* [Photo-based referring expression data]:
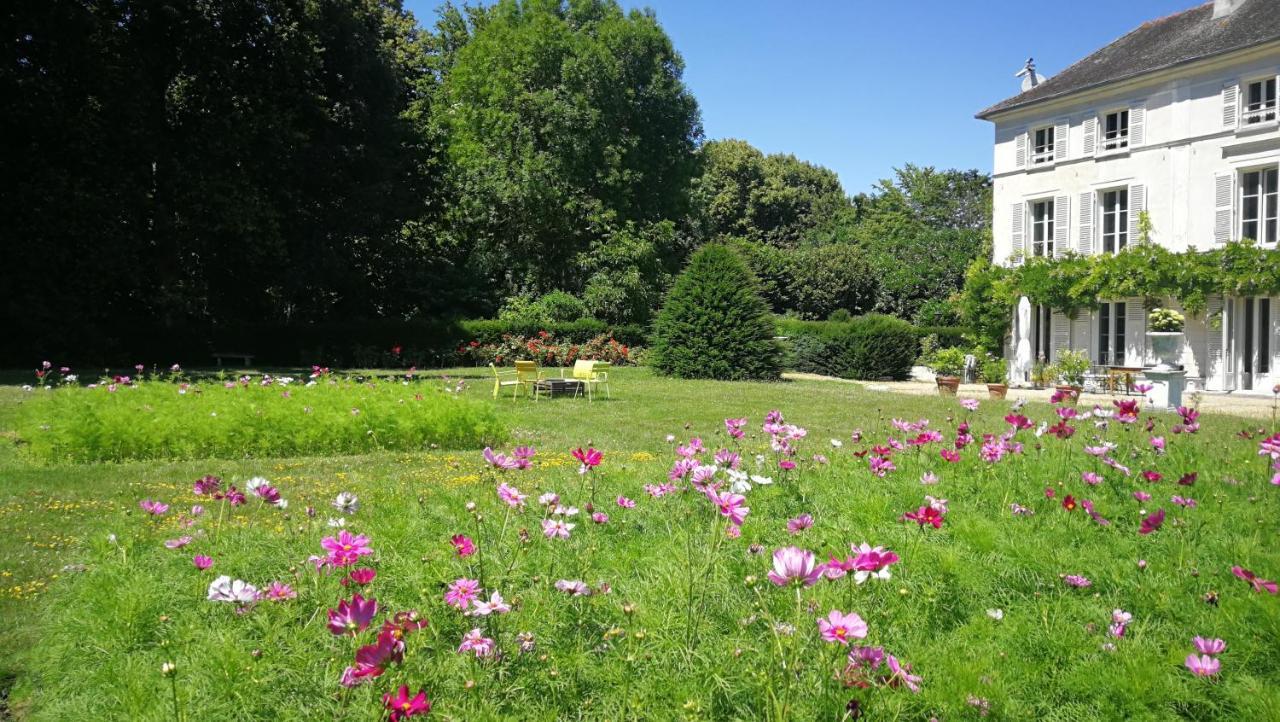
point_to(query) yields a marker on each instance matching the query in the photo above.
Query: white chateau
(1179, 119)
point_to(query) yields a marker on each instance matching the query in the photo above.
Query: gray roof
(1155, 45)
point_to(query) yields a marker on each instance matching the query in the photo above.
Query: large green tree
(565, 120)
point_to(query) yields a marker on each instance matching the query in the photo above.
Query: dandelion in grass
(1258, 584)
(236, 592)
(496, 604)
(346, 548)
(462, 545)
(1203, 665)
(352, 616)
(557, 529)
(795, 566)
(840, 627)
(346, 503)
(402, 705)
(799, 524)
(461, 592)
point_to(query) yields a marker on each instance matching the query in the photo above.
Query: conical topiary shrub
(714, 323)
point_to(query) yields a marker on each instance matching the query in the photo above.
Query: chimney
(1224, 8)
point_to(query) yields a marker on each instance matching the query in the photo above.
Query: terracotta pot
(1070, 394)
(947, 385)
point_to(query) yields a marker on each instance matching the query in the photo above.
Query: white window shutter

* [The task]:
Without the pictures, give back every record precisely as shown.

* [Response to this exercise]:
point_to(query) yields a marker on each instance matching the query in the photo above.
Query: white chateau
(1179, 119)
point_to(query) yields a marker on each instance matching the query in the photo above.
Query: gray roof
(1155, 45)
point_to(query) yields a marker on each instance matching the query in the photo above.
Query: large green tree
(565, 120)
point_to(query) yields a marker on each instance matching the query in the photo above.
Query: dandelion in grass
(1258, 584)
(236, 592)
(496, 604)
(346, 548)
(462, 545)
(1203, 665)
(352, 616)
(557, 529)
(795, 566)
(840, 627)
(346, 503)
(402, 705)
(799, 524)
(461, 592)
point_to(query) yields a marker on each instance matching the query in the photo above.
Query: conical topiary shrub
(714, 323)
point_to(query) yields a marker on each instance matching the query in the photo above.
Query: chimney
(1224, 8)
point_to(query) yields a marker on each instance matching the query in the photo above.
Query: terracotta pot
(1070, 394)
(947, 385)
point_to(query) yields a marker on each instance matching the query in the photo above.
Query: white window shutter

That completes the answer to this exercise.